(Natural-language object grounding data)

━━━━━━━━━━

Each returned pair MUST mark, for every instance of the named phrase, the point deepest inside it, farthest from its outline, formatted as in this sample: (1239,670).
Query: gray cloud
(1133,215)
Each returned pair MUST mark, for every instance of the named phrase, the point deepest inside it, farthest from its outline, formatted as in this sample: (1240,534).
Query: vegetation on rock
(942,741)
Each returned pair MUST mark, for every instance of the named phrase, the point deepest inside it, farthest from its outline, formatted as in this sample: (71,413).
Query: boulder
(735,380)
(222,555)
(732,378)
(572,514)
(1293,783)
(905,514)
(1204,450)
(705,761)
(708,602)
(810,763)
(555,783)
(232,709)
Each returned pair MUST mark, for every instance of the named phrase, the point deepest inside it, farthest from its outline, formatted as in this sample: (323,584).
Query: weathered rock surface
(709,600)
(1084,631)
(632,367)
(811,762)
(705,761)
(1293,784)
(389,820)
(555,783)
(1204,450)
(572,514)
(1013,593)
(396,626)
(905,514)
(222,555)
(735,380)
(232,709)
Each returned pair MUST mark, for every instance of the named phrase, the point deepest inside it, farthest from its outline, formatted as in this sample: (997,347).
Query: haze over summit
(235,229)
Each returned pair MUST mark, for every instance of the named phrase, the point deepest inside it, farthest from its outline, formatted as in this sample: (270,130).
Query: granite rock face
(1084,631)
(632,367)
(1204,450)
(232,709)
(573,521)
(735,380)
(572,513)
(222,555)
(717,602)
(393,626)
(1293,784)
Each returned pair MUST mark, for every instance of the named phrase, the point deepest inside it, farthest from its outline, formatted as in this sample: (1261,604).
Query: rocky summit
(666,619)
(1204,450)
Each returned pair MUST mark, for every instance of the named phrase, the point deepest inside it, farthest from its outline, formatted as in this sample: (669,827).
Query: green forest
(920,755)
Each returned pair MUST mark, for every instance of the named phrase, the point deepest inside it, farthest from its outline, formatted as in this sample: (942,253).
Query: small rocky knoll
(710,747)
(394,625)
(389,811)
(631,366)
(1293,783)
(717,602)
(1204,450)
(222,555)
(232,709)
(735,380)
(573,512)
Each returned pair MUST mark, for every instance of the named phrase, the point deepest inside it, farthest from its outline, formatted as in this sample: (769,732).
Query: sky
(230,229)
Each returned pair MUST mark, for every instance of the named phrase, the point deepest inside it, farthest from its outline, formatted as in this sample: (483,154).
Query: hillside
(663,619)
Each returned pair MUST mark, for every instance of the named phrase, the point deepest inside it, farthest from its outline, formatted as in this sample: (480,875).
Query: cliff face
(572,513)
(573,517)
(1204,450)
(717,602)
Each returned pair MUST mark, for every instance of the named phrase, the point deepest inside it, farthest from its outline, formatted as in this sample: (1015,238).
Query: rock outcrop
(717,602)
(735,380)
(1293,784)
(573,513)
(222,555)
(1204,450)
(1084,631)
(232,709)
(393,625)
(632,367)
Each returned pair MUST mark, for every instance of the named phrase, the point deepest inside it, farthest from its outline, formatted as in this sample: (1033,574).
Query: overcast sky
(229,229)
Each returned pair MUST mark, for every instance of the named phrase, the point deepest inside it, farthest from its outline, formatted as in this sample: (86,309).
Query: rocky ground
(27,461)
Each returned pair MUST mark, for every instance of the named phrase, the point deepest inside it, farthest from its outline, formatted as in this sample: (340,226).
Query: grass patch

━━━━━━━━━━

Work instructions: After reading the data above, print it all again exactly.

Problem solution:
Each returned pair MUST mark, for every instance of the named phrase, the point deepest inside it, farthest from its outline, formatted as in this sample: (1239,670).
Query: gray cloud
(1133,215)
Each returned pair MUST mark, for every instance of the named phrase, the point deepest inside it, farthest from its outline, formatted as in this sample: (1240,534).
Query: vegetation on rock
(942,741)
Each returned pair MUST mark, for every instance of the named phrase, the point deepest inside it, farthest from its outline, formatted as in this sample: (71,413).
Query: boulder
(735,380)
(222,555)
(732,378)
(572,514)
(1293,783)
(905,514)
(1204,450)
(705,761)
(708,602)
(810,763)
(555,783)
(232,709)
Each returned pair MUST mark, for every instance of the named phrase, the point deepest inside it, farthest from its outline, formatted as in this sample: (323,584).
Query: weathered rock surface
(709,600)
(1084,631)
(632,367)
(811,762)
(705,761)
(1293,784)
(389,820)
(555,783)
(1204,450)
(572,514)
(1013,593)
(396,626)
(905,514)
(222,555)
(735,380)
(232,709)
Each returned pair MUST mark, for every instance of the named phrase, the point deepest inside it, farthest from its outline, formatted as in this sample: (997,347).
Query: haze over summit
(235,229)
Each returned pair MUST mark, for every instance of the named phrase, the point deepest inside it, farthest from its outline, formatted as in this sample: (270,130).
Query: granite rock face
(1084,631)
(632,367)
(1204,450)
(232,709)
(573,521)
(735,380)
(572,513)
(222,555)
(717,602)
(393,626)
(1293,784)
Each returned pair MUST mark, for every instance of the named phrase, the point deepest inside it, farthest from its outline, formatted as in this sample: (1261,604).
Query: rocky summit
(666,619)
(1204,450)
Each returned pair MUST mark, for every instance of the named phrase, the point deepest inside it, farthest from its outline, formatted as in this sample: (669,827).
Query: green forest
(920,755)
Each returned pair MUST mark, for every instance of the named phrase, the point deepest inside it, farthest from its outline, formatted as in this sample: (942,253).
Query: small rocky knoll
(710,747)
(394,625)
(389,811)
(631,366)
(1293,783)
(717,602)
(1204,450)
(222,555)
(232,709)
(735,380)
(573,512)
Each returned pair MUST mark, for every instance of the named phrase, the point deepest inside it, farthest from its outline, formatted as in this sample: (769,732).
Query: sky
(230,229)
Each returned pair MUST mark, for every instance of the named phrase, the point deepest inside it, farthest from its outline, formatted as in this sample: (483,154).
Query: hillside
(663,619)
Each returned pair MUST mark, for every instance of the named phrase, the point deepest inside it, farthest from its outline, formatted as in this sample: (480,875).
Query: cliff face
(572,513)
(573,517)
(1204,450)
(717,602)
Each returned pair MUST mark, for every instance of the named phrase, the point deepest inside it, farthest from its outline, formatted as in this sample: (1015,238).
Query: rock outcrop
(717,602)
(735,380)
(1293,784)
(573,513)
(222,555)
(1204,450)
(1084,631)
(232,709)
(393,625)
(632,367)
Each returned pair MUST mark, for every instance of the named phrase, the point deepest inside it, farthest from its outline, formatted as in this sample: (1033,574).
Query: overcast sky
(229,229)
Each returned pair MUST mark, for every instance of the named phrase, the point deepest inside it, farthest from its outline, formatted as in this sample: (86,309).
Query: rocky ground
(27,461)
Each returned pair MUST mark, for every instance of the named phrase, the point deepest inside it, farthest from its outline, formatted as in this sample: (340,226).
Query: grass patch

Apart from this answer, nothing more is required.